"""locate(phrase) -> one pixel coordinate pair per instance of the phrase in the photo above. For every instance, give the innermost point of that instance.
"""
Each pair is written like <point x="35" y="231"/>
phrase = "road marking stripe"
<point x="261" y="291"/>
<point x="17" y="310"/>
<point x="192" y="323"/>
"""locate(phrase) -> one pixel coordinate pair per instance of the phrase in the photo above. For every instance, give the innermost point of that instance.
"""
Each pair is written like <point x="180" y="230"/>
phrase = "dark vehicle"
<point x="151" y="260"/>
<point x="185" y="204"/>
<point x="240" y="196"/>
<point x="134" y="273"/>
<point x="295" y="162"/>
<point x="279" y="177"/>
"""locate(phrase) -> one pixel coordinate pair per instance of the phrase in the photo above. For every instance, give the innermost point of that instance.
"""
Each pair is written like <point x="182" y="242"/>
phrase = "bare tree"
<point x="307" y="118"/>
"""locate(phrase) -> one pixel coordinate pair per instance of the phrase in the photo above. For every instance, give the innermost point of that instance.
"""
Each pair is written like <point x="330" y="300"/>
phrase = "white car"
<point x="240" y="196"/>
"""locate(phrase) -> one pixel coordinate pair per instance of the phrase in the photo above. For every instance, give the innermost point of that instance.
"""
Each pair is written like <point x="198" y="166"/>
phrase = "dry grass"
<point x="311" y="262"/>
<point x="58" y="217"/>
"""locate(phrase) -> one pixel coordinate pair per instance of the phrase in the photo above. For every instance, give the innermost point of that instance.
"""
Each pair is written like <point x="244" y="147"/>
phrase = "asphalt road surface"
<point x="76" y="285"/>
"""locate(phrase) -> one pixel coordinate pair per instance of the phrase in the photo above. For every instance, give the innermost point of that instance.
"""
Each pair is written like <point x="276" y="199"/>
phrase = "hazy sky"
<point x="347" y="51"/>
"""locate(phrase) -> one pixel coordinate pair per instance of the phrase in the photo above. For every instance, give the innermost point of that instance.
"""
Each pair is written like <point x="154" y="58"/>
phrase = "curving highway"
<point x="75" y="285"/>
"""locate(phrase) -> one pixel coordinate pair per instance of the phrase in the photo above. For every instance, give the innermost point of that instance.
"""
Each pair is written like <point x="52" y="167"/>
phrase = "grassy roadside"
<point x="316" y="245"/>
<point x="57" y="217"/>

WHAT IS NEEDED:
Take each line of the material above that holds the string "written" and copy it.

FINISHED TASK:
Each pair is written like <point x="35" y="231"/>
Each pair is written like <point x="180" y="230"/>
Each pair is written like <point x="182" y="242"/>
Each pair is written like <point x="330" y="300"/>
Each pair is written like <point x="198" y="166"/>
Each pair is written like <point x="244" y="147"/>
Each pair is written like <point x="276" y="199"/>
Each pair is written like <point x="154" y="58"/>
Each pair is written like <point x="52" y="167"/>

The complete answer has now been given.